■ Problem
Each record is to be duplicated exactly, with nothing added.

■ Available records
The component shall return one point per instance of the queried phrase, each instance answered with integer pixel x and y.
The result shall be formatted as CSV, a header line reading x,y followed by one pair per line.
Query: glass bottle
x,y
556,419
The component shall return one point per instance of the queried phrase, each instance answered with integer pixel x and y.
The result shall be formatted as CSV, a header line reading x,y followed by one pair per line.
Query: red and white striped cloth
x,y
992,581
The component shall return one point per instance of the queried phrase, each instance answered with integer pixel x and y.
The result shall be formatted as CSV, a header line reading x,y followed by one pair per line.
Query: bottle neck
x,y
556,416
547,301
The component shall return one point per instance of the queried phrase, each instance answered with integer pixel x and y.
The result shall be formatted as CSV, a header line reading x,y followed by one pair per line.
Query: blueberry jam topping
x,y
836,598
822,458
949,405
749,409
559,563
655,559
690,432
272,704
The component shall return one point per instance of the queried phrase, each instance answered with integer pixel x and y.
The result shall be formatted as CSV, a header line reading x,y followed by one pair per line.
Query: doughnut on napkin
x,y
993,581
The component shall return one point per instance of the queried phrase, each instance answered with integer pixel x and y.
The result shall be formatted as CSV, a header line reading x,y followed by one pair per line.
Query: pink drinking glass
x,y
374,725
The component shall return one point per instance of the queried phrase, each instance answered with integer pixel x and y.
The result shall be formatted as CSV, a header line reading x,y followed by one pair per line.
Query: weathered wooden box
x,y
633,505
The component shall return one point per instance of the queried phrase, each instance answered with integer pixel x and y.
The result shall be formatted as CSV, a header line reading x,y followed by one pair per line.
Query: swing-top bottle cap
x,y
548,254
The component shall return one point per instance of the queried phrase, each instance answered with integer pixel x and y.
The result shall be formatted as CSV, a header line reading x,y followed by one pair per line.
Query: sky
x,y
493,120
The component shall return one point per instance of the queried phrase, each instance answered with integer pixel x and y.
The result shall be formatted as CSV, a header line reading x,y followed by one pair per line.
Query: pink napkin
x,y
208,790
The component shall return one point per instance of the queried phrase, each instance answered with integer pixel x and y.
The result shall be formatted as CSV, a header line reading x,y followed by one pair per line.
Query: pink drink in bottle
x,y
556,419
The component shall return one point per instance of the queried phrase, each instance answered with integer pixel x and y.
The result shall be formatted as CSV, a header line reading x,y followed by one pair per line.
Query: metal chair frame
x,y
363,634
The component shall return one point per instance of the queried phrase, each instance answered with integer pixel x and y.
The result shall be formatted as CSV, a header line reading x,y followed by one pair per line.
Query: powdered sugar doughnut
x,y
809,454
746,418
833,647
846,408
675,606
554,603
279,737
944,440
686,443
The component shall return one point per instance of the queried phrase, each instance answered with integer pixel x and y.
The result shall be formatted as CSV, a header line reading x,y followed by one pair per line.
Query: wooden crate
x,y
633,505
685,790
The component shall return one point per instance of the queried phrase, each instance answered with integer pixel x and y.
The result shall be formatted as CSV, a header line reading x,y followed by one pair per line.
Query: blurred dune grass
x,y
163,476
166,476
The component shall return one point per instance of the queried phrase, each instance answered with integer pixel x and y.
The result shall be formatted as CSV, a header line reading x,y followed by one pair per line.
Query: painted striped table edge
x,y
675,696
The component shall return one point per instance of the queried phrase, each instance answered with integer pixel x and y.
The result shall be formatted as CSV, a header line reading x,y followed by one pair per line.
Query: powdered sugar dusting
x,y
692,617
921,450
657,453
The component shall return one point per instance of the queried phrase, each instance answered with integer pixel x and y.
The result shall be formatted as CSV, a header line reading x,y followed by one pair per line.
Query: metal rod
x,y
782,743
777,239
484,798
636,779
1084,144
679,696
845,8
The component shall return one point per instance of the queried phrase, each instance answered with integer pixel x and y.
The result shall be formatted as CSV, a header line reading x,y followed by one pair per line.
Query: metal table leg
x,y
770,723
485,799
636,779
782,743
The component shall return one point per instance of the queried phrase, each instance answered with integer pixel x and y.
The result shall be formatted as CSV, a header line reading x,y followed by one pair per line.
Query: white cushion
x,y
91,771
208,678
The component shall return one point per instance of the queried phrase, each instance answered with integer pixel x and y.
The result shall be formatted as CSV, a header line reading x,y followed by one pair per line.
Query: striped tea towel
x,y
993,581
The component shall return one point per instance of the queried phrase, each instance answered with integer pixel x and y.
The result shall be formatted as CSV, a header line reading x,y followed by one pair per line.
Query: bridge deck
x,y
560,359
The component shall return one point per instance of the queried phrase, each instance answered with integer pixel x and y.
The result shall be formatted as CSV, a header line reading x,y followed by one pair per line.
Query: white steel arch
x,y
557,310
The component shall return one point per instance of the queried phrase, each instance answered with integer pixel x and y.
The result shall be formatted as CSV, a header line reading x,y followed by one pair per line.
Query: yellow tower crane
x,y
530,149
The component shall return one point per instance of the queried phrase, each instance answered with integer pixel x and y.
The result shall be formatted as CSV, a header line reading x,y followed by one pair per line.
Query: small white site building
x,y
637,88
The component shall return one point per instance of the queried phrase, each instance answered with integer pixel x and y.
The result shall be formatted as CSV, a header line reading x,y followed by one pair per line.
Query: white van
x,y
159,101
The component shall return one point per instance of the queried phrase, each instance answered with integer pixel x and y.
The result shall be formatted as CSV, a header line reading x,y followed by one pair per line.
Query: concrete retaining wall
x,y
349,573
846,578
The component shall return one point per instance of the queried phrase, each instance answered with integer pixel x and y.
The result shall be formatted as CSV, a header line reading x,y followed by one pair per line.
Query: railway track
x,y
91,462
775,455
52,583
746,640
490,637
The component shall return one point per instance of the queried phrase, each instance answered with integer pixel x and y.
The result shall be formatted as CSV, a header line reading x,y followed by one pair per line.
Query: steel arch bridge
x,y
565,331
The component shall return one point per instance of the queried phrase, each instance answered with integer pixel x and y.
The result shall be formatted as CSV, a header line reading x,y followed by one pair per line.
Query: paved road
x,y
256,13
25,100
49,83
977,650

■ Worked solution
The component shall return one point per instance of the queried phrase, each instance answered with integer pixel x and y.
The result shall be formatted as CSV, a header line reading x,y followed by one pair per line.
Query: glass bottle
x,y
556,419
The component shall return one point per instance of the queried phrase, each instance answered with integer pixel x and y.
The result shall be formatted as CSV, a header line reading x,y followed by one pair per line.
Query: red and white striped cloth
x,y
992,581
The component shall return one point per instance of the queried phrase, each instance answered with integer pixel x and y.
The result shall be formatted as CSV, a header line reading x,y followed by one pair per line.
Query: bottle neck
x,y
556,416
547,301
The component shall return one point per instance of the queried phrase, each instance answered with integer pixel x and y.
The result shall be formatted as CSV, a header line reading x,y followed by one pair per line.
Query: blueberry jam topping
x,y
836,598
822,458
949,405
749,409
559,563
655,559
690,432
272,704
The component shall return one point per instance of the queried phrase, each instance answered with integer pixel x and y.
The result shall be formatted as CSV, a header line reading x,y followed by one pair per line.
Query: doughnut on napkin
x,y
993,581
The component shall return one point per instance of the queried phrase, each instance answered with integer pixel x and y.
The result shall be formatted as CSV, a header line reading x,y followed by one pair per line.
Query: pink drinking glass
x,y
374,725
The component shall return one point per instance of the queried phrase, each instance answered with integer pixel x and y.
The result shall be formatted as CSV, a header line reading x,y followed by one pair per line.
Query: weathered wooden box
x,y
633,505
The component shall return one point per instance of the queried phrase, each instance answered with integer pixel x and y.
The result shall be formatted as CSV, a header line reading x,y followed by one pair per line.
Query: swing-top bottle cap
x,y
548,254
The component shall return one point per instance of the queried phrase, each instance answered with integer pixel x and y.
The result shall be formatted as CSV, a header line reading x,y followed by one pair per line.
Query: sky
x,y
493,120
The component shall return one point per instance of the queried phrase, each instance answered with integer pixel x and y.
The result shall be formatted as CSV, a header line reading x,y followed by one pair per line.
Query: pink napkin
x,y
208,790
The component shall return one point per instance of the queried phrase, each instance answered with integer pixel x and y.
The result shall be formatted as CSV, a header line reading x,y followed by one pair per line.
Query: pink drink in bottle
x,y
556,419
The component shall return one point per instance of the queried phrase, each instance answered with integer pixel x and y.
The result shall be formatted as CSV, a header line reading x,y followed by one pair per line.
Query: metal chair frame
x,y
363,634
The component shall return one point per instance of the queried phrase, each instance answered with integer pixel x and y.
The result shall be formatted as CSV, a header line reading x,y followed by one pair per line.
Query: powdered sugar doughnut
x,y
809,454
746,418
833,647
846,408
675,606
554,603
279,737
944,440
686,443
The component shall return one point per instance of the queried phrase, each instance answered with integer pixel x and y.
The result shall be formatted as CSV, a header line reading x,y followed by one pair per line.
Query: wooden crate
x,y
633,505
685,790
The component shall return one point per instance of the queried phrase, each instance answered with integer pixel x and y.
The result shall be formatted as CSV, a header line reading x,y followed by one pair per line.
Query: blurred dune grass
x,y
163,476
166,476
The component shall return one point per instance of the queried phrase, each instance answered with integer pixel x and y.
The result shall be formatted as CSV, a header line reading x,y followed by one pair per line.
Query: painted striped table edge
x,y
675,696
The component shall return one point per instance of the queried phrase, each instance answered with integer pixel x and y.
The result shall be formatted as CSV, a header line reading x,y followed by one pair per line.
Query: powdered sugar dusting
x,y
692,617
921,450
657,453
The component shall return one point per instance of the queried phrase, each instance answered with integer pixel x and y.
The result shall be formatted as CSV, a header line reading x,y followed by one pair per line.
Query: metal rod
x,y
782,743
777,239
484,798
636,779
1084,144
679,696
845,8
The component shall return one point per instance of the queried phrase, each instance answered with integer pixel x and y.
The result shall be formatted as CSV, a header line reading x,y followed by one pair per line.
Query: metal table leg
x,y
770,723
485,799
636,779
782,743
The component shall return one point per instance of the queried phrase, each instance answered with integer pixel x and y.
The result shall be formatted as CSV, a header line reading x,y followed by one pair per line.
Query: white cushion
x,y
91,771
208,678
The component shall return one point per instance of the queried phrase, each instance answered with integer pixel x and y.
The result shall be formatted as CSV, a header line reading x,y followed by one pair per line.
Query: striped tea towel
x,y
993,581
The component shall return one point per instance of the queried phrase, each instance answered with integer pixel x and y.
The result shall be formatted as CSV, a header line reading x,y followed by one pair per line.
Query: bridge deck
x,y
560,359
The component shall return one point per instance of the queried phrase, each instance answered with integer pixel x and y.
The result shall be formatted as CSV, a header line reading x,y followed by one pair per line.
Query: white steel arch
x,y
557,310
The component shall return one point per instance of the queried phrase, each instance answered with integer pixel x and y.
The result shall be formatted as CSV, a header line reading x,y followed by one pair per line.
Query: yellow tower crane
x,y
530,149
The component shall return one point per instance of the queried phrase, each instance answered with integer pixel x and y.
The result shall be formatted as CSV, a header line reading x,y followed by one pair per line.
Query: small white site building
x,y
637,88
The component shall return one point per instance of the queried phrase, each instance answered with integer pixel x and y.
The result shall be formatted as CSV, a header line reading x,y followed by one pair per line.
Query: white van
x,y
159,101
The component shall return one point per instance of the queried phrase, each instance answered with integer pixel x and y.
The result shall be formatted as CSV, a header line reading x,y followed by one pair per line.
Query: concrete retaining wall
x,y
349,573
846,578
The component shall return one point per instance of the queried phrase, each instance answered with integer pixel x and y.
The result shall be formatted as CSV, a header line reading x,y followed by one pair per line.
Query: railway track
x,y
91,462
775,455
52,583
746,640
490,637
The component shall return one point per instance of the queried phrase, each instance answered with integer pixel x and y.
The result shall be formatted as CSV, a header line reading x,y followed by one pair per line.
Query: steel arch bridge
x,y
565,331
The component shall return one point per instance of the queried phrase, each instance answered with integer pixel x and y.
The result shall be formatted as CSV, a header line reading x,y followed by one pair per line.
Query: paved road
x,y
256,13
25,100
49,83
977,650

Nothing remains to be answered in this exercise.